Excerpted records ->
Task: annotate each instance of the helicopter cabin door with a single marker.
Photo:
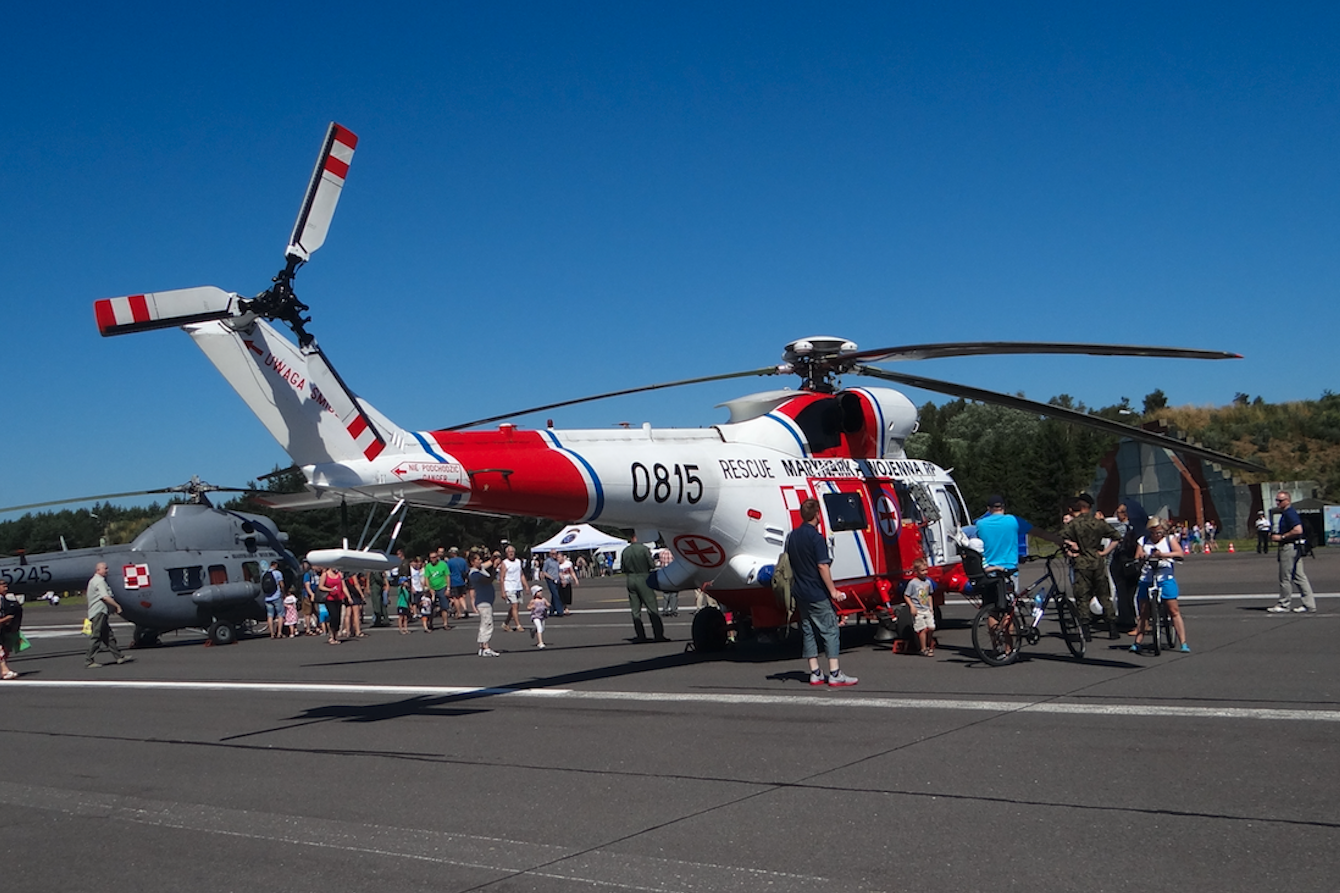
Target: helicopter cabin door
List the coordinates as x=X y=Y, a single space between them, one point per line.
x=851 y=510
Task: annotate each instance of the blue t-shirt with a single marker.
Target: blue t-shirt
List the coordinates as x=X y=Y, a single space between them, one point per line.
x=1000 y=539
x=807 y=550
x=460 y=567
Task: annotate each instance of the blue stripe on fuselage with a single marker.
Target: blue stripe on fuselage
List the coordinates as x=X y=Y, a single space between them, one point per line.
x=595 y=480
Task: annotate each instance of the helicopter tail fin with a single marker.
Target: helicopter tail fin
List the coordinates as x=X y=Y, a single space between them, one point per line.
x=298 y=394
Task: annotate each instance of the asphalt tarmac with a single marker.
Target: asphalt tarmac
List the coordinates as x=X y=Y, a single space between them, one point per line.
x=408 y=762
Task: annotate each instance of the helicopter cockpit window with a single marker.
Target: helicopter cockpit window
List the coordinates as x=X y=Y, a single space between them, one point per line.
x=185 y=579
x=846 y=511
x=906 y=504
x=822 y=423
x=956 y=502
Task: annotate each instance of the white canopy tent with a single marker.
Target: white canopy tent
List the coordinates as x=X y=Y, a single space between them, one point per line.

What you are asked to do ->
Please reproduce all of the data above word for word, but leave out the pictures.

Output of the task ->
Task: annotate each instance of the helicopter cabin door with a single marker.
Photo:
Target: helicopter cabin door
List the coordinates as x=X y=Y, a single space between them, one point per line.
x=851 y=510
Task: annotate each instance of the blue t-shirt with a single marker.
Target: blue t-shirt
List the coordinates as x=X y=Y, a single space between them, one point per line.
x=1000 y=539
x=807 y=550
x=460 y=567
Task: annotate each instance of the blue stripe on fuselage with a single marker.
Target: blue stripe on fuselage
List the coordinates as x=X y=Y, a single space between them, one point per line.
x=595 y=480
Task: annotate each instance of the helicopter tail fin with a single marker.
Target: helicopter tail fin
List the coordinates as x=X y=Y, a single space between them, one point per line.
x=298 y=394
Task: annotate each instance of the asphalt tarmac with a single marker.
Target: asphalt tarmac
List the coordinates as x=X y=Y, a single space between them, one point per line.
x=408 y=762
Task: annotate each instance of the helicopter cockpit window with a single marker.
Target: helicopter cockpit window
List the coordinates as x=X y=Y, a single space between them, one point per line.
x=185 y=579
x=846 y=511
x=906 y=504
x=822 y=423
x=956 y=502
Task: annotate each instance of the white canopy tent with a single marker.
Target: white canopy tent
List the coordinates as x=X y=Y, a single space between them, one point per line.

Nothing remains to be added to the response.